» What is needed: The data must be returned in full, with no character altered.
[The data — start]
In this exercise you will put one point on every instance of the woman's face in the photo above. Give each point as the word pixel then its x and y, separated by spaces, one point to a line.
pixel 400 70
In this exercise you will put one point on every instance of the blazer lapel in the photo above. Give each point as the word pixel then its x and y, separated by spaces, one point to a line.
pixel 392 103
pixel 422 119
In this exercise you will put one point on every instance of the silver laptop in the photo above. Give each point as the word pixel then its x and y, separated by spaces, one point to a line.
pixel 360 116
[The data — finish]
» Your response:
In this exercise you will put one point on every instance of the woman's face in the photo above. Give each point as the word pixel then its x and y, separated by spaces, one point to a line.
pixel 400 70
In this exercise you will put one point on every instance of the blazer lapel in the photo above. Give each point as the word pixel then its x and y, separated by spaces, one point to a line.
pixel 392 103
pixel 422 119
In this exercise you will put one point on every instance of the silver laptop in the photo above. Give each point as the word pixel then its x and y, separated by spaces, one point to a line.
pixel 360 116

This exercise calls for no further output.